▶ [Письменное задание]:
Проверьте, согласуются ли с отрывком три утверждения, и на каждое ответьте «да» или «нет», приведя точной цитатой решающие слова отрывка.
1. В Новом Завете эпитет «избранный» применен к Иисусу только однажды.
2. В Новом Завете этот эпитет по отношению к Иисусу произносят Его сторонники.
3. В Библии тема предвечного бытия связывается с Премудростью Божией.

Однако в этой же сцене книги Еноха мы узнаем, что имя избранному дано до начала времен и творения мира: В тот час, когда Сыну Человеческому дано было имя, в присутствии Господа Духов, предвечного, даже прежде творения солнца и луны, прежде творения звезд, получил он имя в присутствии Господа Духов; <...> он был скрыт в присутствии Господа Духов прежде творения мира и вечности (48.2–3, 6). Понятно, что предмирное и предвечное бытие открывает другую альтернативу, чем избранничество, а именно предопределенности. Тема предвечного бытия с полной определенностью связывается в Библии с Премудростью Божией. Ср.: Господь имел меня началом пути своего, прежде созданий своих, искони. От века я помазана, от начала, прежде бытия земли (Притч 8.22–23 и далее до 8.31); Прежде века от начала Он произвел меня, и я не скончаюсь во веки (Сир 24.10). В библейской учительной литературе образ Божественной мудрости может выступать заместителем образа Мессии7.

К Иисусу в НЗ эпитет избранный применен лишь один раз, при этом он вложен в уста его противников. Ср.: Насмехались <стоя у распятия> и начальники, говоря: Других спасал, пусть спасет Себя Самого, если Он Помазанник, избранный Божий (Лк 23.35). Напротив, мотив Его предвечного назначения, восходящий к литературе Премудрости, звучит здесь с полной определенностью прежде всего в прологе Евангелия от Иоанна, концептуально связанном с Сир 24. В своей речи в Ареопаге ап. Павел также касается этой темы: <Бог> назначил день, в который будет праведно судить вселенную посредством предопределенного Им Мужа, подав удостоверение всем, воскресив Его из мертвых (Деян 17.31). Понимание Иисуса как “сына Божия”, отраженное во всех новозаветных книгах8, должно как будто бы исключать мысль об избрании. Возможно, поэтому евангелисты опускают эту тему. Однако ап. Павлу такая потеря казалась неприемлема, потому он устанавливает диалектическую связь между избранием и предопределением: Любящим Бога, призванным по Его изволению, все содействует ко благу. Ибо кого Он предузнал, тем и предопределил быть подобными образу Сына Своего <...> А кого Он предопределил, тех и призвал (Рим 8.28–30).

▶ [Предоставленные строки]:

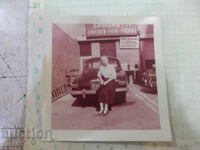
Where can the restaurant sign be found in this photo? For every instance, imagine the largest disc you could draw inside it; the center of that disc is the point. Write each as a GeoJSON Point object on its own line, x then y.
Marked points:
{"type": "Point", "coordinates": [109, 30]}
{"type": "Point", "coordinates": [129, 42]}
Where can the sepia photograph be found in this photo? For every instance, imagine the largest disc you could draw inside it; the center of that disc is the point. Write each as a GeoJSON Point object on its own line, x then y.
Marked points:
{"type": "Point", "coordinates": [104, 76]}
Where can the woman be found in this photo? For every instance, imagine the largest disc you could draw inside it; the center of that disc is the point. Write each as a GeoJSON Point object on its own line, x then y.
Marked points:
{"type": "Point", "coordinates": [106, 92]}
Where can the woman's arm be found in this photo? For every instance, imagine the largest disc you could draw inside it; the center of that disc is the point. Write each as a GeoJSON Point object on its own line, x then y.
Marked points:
{"type": "Point", "coordinates": [99, 76]}
{"type": "Point", "coordinates": [113, 75]}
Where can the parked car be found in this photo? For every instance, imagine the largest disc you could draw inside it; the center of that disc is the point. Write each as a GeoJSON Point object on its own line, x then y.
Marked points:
{"type": "Point", "coordinates": [149, 78]}
{"type": "Point", "coordinates": [87, 82]}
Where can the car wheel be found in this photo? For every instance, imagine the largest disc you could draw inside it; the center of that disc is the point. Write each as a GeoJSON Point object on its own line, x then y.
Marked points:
{"type": "Point", "coordinates": [121, 98]}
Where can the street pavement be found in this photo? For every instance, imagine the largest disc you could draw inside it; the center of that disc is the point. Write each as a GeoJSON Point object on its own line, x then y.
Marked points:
{"type": "Point", "coordinates": [140, 112]}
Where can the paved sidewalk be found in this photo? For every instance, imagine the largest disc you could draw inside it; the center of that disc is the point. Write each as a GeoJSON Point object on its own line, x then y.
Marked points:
{"type": "Point", "coordinates": [148, 98]}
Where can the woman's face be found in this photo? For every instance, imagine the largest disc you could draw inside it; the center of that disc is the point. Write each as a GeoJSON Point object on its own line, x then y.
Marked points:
{"type": "Point", "coordinates": [104, 60]}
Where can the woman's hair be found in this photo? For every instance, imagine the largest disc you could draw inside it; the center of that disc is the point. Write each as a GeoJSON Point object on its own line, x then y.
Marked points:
{"type": "Point", "coordinates": [102, 58]}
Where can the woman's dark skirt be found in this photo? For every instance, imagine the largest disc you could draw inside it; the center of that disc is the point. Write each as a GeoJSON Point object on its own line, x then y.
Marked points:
{"type": "Point", "coordinates": [106, 93]}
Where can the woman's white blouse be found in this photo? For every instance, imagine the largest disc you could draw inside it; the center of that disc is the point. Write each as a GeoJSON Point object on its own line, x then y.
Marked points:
{"type": "Point", "coordinates": [107, 71]}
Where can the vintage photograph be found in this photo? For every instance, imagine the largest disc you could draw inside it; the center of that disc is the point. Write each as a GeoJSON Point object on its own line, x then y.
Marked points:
{"type": "Point", "coordinates": [104, 77]}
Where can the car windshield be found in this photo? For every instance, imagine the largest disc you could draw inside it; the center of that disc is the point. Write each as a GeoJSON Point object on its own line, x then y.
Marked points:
{"type": "Point", "coordinates": [95, 64]}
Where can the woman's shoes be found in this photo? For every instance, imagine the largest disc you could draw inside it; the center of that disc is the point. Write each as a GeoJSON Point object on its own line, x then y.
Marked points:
{"type": "Point", "coordinates": [105, 112]}
{"type": "Point", "coordinates": [101, 112]}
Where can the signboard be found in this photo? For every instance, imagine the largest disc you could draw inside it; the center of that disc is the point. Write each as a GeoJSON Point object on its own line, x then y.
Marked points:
{"type": "Point", "coordinates": [129, 42]}
{"type": "Point", "coordinates": [109, 30]}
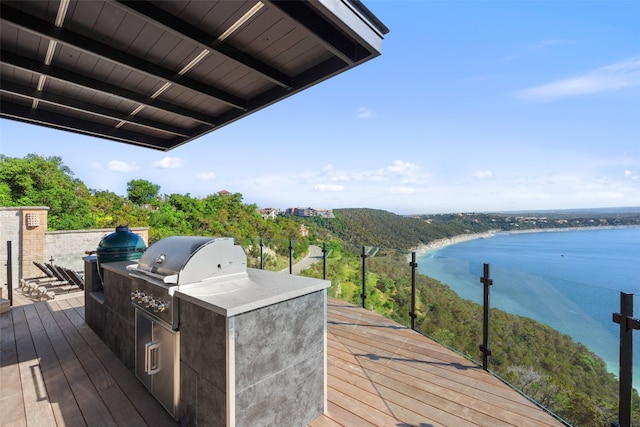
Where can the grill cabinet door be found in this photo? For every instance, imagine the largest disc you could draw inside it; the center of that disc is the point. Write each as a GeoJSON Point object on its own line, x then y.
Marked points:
{"type": "Point", "coordinates": [157, 360]}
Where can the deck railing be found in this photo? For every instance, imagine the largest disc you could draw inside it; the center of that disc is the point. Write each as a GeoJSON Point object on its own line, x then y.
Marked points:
{"type": "Point", "coordinates": [558, 303]}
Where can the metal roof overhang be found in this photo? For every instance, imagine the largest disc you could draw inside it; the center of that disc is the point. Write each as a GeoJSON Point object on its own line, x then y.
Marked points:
{"type": "Point", "coordinates": [162, 73]}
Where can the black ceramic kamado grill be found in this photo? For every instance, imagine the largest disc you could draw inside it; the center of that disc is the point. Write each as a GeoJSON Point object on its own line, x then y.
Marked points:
{"type": "Point", "coordinates": [178, 262]}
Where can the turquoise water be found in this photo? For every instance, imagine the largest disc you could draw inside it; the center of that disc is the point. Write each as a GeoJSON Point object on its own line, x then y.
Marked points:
{"type": "Point", "coordinates": [570, 280]}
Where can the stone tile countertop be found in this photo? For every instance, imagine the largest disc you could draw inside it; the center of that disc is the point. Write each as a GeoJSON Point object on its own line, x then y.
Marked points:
{"type": "Point", "coordinates": [250, 291]}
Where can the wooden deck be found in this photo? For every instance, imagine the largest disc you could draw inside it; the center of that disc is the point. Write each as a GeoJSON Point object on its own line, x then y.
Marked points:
{"type": "Point", "coordinates": [54, 371]}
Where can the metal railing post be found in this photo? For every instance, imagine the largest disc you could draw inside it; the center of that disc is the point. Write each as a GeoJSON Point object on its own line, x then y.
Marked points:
{"type": "Point", "coordinates": [290, 256]}
{"type": "Point", "coordinates": [261, 255]}
{"type": "Point", "coordinates": [627, 325]}
{"type": "Point", "coordinates": [324, 260]}
{"type": "Point", "coordinates": [412, 313]}
{"type": "Point", "coordinates": [484, 347]}
{"type": "Point", "coordinates": [9, 274]}
{"type": "Point", "coordinates": [364, 277]}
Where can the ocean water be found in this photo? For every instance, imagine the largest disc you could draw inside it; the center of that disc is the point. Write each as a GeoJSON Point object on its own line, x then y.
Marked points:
{"type": "Point", "coordinates": [570, 280]}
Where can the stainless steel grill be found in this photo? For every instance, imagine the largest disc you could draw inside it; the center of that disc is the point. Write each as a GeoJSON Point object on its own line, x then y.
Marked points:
{"type": "Point", "coordinates": [165, 267]}
{"type": "Point", "coordinates": [181, 261]}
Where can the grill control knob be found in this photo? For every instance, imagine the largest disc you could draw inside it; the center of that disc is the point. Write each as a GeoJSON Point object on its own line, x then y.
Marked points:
{"type": "Point", "coordinates": [159, 306]}
{"type": "Point", "coordinates": [137, 294]}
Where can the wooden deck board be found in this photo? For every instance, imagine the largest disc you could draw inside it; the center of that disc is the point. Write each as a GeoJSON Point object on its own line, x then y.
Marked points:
{"type": "Point", "coordinates": [55, 371]}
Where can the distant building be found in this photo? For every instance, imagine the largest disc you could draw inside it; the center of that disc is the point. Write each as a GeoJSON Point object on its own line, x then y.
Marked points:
{"type": "Point", "coordinates": [310, 212]}
{"type": "Point", "coordinates": [268, 213]}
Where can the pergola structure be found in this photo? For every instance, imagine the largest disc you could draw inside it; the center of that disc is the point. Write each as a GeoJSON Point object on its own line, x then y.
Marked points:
{"type": "Point", "coordinates": [162, 73]}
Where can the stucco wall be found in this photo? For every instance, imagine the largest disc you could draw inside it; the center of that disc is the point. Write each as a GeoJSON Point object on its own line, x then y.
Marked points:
{"type": "Point", "coordinates": [26, 229]}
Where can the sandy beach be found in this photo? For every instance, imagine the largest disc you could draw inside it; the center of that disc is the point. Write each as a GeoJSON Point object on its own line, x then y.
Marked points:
{"type": "Point", "coordinates": [441, 243]}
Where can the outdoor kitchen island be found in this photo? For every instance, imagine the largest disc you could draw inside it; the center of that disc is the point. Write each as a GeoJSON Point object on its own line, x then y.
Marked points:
{"type": "Point", "coordinates": [251, 344]}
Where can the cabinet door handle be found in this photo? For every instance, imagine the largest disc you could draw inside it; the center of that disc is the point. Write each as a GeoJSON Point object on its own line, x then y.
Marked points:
{"type": "Point", "coordinates": [151, 365]}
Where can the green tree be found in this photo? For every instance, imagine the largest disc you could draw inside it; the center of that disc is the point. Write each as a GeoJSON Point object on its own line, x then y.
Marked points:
{"type": "Point", "coordinates": [142, 192]}
{"type": "Point", "coordinates": [45, 181]}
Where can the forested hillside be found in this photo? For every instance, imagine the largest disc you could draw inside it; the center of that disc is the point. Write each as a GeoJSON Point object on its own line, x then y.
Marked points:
{"type": "Point", "coordinates": [373, 227]}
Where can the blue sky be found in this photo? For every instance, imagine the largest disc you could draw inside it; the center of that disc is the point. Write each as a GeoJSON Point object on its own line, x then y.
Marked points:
{"type": "Point", "coordinates": [473, 106]}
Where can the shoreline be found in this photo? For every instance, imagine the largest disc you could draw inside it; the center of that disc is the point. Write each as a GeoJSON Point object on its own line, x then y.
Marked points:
{"type": "Point", "coordinates": [448, 241]}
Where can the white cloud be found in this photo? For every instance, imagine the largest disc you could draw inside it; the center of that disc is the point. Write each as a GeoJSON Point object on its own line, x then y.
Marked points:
{"type": "Point", "coordinates": [169, 163]}
{"type": "Point", "coordinates": [631, 174]}
{"type": "Point", "coordinates": [329, 187]}
{"type": "Point", "coordinates": [402, 168]}
{"type": "Point", "coordinates": [402, 190]}
{"type": "Point", "coordinates": [120, 166]}
{"type": "Point", "coordinates": [364, 113]}
{"type": "Point", "coordinates": [616, 76]}
{"type": "Point", "coordinates": [206, 176]}
{"type": "Point", "coordinates": [483, 174]}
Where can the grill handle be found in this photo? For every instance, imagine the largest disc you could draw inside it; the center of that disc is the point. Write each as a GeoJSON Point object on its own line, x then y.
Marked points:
{"type": "Point", "coordinates": [151, 365]}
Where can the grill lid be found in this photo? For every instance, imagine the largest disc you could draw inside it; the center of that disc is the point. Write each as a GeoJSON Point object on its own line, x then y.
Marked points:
{"type": "Point", "coordinates": [182, 260]}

▶ [Ответ ниже]:
1. Да: «К Иисусу в НЗ эпитет избранный применен лишь один раз».
2. Нет: «при этом он вложен в уста его противников».
3. Да: «Тема предвечного бытия с полной определенностью связывается в Библии с Премудростью Божией».